PROBLEM REQUIREMENTS:
Reproduce every line starting at the one containing "Pinpoint woman's face in the frame above." and ending at the one containing "177;136;262;214", and output only those lines. Scale each bounding-box coordinate in the answers by 1.7 and round to a whole number, rounding halves up, while leaving all other numbers unchanged.

RECORDS TO PROCESS:
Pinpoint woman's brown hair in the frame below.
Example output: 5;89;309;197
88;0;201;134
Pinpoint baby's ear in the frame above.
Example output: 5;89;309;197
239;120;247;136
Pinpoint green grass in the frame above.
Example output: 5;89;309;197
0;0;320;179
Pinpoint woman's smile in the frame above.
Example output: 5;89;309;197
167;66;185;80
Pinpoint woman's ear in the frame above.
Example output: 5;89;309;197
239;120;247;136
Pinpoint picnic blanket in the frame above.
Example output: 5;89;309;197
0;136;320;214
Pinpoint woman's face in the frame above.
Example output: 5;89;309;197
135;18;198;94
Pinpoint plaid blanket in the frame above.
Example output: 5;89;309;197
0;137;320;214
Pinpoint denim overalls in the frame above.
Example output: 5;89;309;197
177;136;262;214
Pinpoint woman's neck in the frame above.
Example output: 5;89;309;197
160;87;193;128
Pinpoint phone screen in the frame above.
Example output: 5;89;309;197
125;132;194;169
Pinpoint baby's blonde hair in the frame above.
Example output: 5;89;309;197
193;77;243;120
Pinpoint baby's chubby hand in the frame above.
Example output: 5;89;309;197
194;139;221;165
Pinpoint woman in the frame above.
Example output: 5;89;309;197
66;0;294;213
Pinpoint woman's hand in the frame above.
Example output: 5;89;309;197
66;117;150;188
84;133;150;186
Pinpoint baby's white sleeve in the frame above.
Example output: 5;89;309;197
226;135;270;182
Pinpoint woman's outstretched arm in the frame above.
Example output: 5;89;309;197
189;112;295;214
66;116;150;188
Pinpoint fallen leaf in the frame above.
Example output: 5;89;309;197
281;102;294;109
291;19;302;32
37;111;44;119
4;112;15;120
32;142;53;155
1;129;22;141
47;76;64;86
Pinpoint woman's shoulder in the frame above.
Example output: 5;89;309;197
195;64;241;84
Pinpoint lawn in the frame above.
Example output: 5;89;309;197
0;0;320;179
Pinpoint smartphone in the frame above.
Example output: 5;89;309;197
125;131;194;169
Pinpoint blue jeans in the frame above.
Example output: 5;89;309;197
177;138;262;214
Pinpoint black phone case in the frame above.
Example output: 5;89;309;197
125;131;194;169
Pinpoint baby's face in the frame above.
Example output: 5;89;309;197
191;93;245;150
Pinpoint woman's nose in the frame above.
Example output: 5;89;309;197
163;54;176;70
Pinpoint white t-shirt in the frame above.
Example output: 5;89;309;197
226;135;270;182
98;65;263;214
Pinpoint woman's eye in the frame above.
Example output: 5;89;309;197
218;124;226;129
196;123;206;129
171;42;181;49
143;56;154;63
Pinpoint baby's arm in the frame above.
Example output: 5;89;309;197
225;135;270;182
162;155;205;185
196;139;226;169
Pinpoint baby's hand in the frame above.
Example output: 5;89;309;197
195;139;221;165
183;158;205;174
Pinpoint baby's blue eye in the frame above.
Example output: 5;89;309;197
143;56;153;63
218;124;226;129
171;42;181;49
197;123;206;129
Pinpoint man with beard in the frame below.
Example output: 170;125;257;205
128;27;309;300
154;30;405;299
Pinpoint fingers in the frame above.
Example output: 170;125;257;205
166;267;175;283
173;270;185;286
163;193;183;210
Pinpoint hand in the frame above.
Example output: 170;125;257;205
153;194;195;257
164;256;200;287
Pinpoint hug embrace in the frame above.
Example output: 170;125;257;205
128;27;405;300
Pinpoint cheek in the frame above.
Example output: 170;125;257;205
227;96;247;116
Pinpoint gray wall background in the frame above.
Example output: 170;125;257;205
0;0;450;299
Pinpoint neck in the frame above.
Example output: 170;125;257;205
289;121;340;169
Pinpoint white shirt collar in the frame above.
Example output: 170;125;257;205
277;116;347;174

RESULT:
Pinpoint woman's face in the frame above.
Example output: 5;89;309;197
230;31;337;160
Pinpoint plaid blanket in the frame above.
Example output: 5;89;309;197
0;233;544;364
Pinpoint denim overalls in the frame above.
Example output: 5;89;309;197
301;231;445;364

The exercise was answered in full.